>> start LISTING

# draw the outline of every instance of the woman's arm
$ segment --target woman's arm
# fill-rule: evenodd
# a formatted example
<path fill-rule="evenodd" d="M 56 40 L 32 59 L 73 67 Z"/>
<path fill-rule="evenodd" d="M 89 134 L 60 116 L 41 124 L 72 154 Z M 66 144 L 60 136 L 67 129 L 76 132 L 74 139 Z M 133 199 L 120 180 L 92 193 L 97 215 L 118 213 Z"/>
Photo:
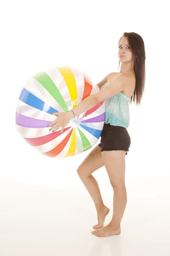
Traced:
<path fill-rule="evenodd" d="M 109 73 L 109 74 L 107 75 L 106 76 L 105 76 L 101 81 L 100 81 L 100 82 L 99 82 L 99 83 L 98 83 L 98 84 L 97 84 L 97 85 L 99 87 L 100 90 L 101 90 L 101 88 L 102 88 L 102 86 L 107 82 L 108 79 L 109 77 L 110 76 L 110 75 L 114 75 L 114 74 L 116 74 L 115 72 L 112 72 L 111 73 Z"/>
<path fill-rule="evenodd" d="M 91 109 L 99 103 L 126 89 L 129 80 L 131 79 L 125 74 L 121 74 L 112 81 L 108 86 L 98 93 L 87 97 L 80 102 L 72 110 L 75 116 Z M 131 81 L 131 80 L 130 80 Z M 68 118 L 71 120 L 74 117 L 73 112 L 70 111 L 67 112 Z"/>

>> end LISTING
>> start LISTING

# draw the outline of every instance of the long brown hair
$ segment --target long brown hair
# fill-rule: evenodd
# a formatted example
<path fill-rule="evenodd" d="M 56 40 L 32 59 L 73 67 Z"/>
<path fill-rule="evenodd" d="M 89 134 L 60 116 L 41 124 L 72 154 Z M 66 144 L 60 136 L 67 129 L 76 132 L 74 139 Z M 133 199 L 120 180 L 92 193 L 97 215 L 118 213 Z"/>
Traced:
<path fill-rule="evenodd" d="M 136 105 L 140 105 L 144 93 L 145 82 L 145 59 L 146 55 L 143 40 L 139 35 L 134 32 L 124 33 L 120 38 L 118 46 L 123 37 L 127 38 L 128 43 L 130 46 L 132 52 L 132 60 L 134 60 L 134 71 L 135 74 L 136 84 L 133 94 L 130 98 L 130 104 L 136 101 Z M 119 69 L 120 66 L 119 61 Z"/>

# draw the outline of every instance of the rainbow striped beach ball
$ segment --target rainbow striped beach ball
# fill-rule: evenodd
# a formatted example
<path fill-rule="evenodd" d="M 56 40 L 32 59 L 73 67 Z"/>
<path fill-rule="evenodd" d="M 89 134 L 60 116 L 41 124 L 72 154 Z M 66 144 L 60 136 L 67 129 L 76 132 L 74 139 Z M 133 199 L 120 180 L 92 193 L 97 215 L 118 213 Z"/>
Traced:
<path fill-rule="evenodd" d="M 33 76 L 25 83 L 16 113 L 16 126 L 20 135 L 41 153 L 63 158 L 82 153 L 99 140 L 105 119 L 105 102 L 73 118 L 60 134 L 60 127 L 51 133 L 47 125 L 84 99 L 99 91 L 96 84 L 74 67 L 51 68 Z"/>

>> end LISTING

■ OBJECTIVE
Transcribe the entries from the line with "# draw the outline of every instance of the rainbow" up to and including the line with "83 L 16 113", keeping every character the same.

■ PROBLEM SOLUTION
# draw the outline of every instance of the rainbow striped beach ball
$ segment --target rainbow striped beach ball
# fill-rule: evenodd
# a formatted example
<path fill-rule="evenodd" d="M 56 40 L 32 59 L 73 67 Z"/>
<path fill-rule="evenodd" d="M 89 134 L 60 116 L 41 124 L 72 154 Z M 66 144 L 60 136 L 67 129 L 76 132 L 74 139 Z M 133 199 L 120 180 L 92 193 L 97 215 L 118 213 Z"/>
Traced:
<path fill-rule="evenodd" d="M 33 76 L 25 83 L 16 113 L 16 126 L 20 135 L 41 153 L 63 158 L 82 153 L 99 140 L 105 119 L 105 102 L 73 118 L 60 134 L 60 127 L 51 133 L 47 125 L 84 99 L 99 91 L 96 84 L 74 67 L 51 68 Z"/>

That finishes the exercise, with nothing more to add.